-------- DOCUMENT TEXT
The world is shifting left. Agility is everywhere. Business is moving at breakneck speed. So why are we still using cold-war methodologies when it comes to intelligence? It doesn't matter how you define threat intelligence, the bottom line is that it must be based on hard data; it must be predictive, not reactive.

Sixgill's Continuous Investigation Continuous Protection - or CI/CP uses automation tools that empower security teams to collect, to monitor, to research, and to respond after each intelligence development as seamlessly as possible. It's a way to link between the tactical incident and the strategic picture. Besides acting upon IOCs from the deep and dark web (blocking, triggering playbooks) you can use our investigative portal to profile the actor and answer questions like who are they? What are their expertises? What techniques, tactics and procedures have they been using? And so on.

The investigation will have effects on the way we collect info, digest it and act upon it.
The process is continuous and iterative, and every action leads to the other in an automated way.

So what does it mean for you as a CISO?

Well first, due to automation, you are minimizing your MTTR, improving analyst productivity and response as well as accelerating threat detection, improving integration and workflows.

Second, you dramatically raise your FTE gained due to automation. This helps you with the cybersecurity skills shortage and has an effect on many aspects of your organization including legal and government reporting, compliance, and of course, your budget.
----------------
-------- GIVEN ENTRIES
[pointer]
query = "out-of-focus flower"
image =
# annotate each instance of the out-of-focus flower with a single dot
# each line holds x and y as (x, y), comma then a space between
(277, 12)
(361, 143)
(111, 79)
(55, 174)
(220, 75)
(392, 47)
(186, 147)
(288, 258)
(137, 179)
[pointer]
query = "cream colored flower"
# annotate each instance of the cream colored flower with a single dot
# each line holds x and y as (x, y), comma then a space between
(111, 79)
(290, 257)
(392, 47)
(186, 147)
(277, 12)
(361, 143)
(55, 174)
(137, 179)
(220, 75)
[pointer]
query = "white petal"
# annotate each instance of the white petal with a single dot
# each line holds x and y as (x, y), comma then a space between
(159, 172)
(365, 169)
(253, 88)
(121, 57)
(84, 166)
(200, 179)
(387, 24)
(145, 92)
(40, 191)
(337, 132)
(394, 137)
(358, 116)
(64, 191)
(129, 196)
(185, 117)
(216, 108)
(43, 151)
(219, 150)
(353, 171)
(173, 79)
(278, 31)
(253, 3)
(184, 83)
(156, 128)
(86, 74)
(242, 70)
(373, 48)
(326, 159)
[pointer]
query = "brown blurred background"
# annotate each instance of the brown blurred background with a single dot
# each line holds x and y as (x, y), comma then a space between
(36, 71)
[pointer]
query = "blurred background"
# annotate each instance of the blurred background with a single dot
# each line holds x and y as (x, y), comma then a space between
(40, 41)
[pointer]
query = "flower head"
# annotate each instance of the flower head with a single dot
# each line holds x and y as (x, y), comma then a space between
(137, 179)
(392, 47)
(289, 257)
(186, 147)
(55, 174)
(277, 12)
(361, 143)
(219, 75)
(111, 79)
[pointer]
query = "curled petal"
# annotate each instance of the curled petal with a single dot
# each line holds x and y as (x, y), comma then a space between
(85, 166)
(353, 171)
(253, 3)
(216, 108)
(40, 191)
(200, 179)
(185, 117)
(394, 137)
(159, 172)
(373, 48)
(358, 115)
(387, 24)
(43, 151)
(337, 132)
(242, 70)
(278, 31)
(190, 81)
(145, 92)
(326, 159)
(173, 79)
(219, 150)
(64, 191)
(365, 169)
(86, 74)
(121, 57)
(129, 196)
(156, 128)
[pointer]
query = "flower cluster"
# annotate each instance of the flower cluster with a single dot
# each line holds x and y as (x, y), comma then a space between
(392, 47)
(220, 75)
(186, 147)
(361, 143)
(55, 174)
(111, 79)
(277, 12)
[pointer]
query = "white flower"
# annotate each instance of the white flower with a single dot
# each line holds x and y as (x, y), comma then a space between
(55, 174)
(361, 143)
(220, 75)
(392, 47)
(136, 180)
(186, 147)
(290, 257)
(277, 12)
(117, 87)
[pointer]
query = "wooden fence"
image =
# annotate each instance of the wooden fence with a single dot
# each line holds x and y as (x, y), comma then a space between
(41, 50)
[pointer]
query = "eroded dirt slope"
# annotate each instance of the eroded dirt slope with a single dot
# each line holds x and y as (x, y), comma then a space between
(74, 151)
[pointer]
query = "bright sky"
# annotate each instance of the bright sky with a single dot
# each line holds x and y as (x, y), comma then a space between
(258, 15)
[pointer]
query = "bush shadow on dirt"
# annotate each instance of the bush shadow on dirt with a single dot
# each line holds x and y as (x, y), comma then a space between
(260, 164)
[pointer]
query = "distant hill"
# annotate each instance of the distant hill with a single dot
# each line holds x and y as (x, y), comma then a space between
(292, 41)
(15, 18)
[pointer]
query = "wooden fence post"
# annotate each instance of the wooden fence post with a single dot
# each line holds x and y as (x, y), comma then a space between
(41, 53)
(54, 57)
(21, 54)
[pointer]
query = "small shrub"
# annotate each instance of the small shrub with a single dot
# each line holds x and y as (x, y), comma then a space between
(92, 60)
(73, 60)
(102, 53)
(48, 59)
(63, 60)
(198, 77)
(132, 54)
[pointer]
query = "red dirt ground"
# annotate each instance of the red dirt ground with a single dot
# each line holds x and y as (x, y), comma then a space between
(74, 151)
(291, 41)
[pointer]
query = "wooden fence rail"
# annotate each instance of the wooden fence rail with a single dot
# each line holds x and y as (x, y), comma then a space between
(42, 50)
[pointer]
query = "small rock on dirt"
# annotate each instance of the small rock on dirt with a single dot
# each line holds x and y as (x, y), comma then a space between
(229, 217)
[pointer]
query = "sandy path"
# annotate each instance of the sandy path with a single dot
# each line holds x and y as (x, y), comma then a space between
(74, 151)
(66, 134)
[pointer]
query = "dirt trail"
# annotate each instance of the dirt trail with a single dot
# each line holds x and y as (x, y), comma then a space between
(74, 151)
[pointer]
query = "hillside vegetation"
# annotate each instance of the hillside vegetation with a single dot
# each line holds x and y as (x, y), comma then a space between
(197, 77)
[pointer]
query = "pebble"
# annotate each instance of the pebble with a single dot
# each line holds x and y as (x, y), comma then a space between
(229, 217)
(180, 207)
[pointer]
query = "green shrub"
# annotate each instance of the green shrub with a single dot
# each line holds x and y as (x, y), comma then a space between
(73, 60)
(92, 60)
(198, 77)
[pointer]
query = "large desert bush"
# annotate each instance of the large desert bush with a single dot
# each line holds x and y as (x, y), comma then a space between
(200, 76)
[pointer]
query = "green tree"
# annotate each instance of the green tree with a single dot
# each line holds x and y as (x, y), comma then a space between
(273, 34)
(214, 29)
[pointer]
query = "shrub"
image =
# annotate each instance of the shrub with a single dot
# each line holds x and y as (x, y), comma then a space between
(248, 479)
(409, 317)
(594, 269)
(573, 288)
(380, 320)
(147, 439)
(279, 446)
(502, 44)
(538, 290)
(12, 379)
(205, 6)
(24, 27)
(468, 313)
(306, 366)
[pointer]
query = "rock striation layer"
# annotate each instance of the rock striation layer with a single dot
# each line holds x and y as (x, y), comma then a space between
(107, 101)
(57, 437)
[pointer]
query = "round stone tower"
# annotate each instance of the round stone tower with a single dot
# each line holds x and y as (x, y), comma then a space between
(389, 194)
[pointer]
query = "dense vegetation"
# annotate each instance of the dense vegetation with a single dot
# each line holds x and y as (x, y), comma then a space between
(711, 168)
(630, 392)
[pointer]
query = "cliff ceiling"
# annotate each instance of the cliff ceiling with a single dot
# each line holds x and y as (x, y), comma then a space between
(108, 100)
----------------
TASK INSTRUCTIONS →
1. Please write out the stretch of the threat intelligence text from "The investigation will" through "integration and workflows.".
2. In the threat intelligence text, what must threat intelligence be based on?
Work only from the threat intelligence text, not the entries.

EXPECTED OUTPUTS →
1.
The investigation will have effects on the way we collect info, digest it and act upon it.
The process is continuous and iterative, and every action leads to the other in an automated way.

So what does it mean for you as a CISO?

Well first, due to automation, you are minimizing your MTTR, improving analyst productivity and response as well as accelerating threat detection, improving integration and workflows.

2. Hard data.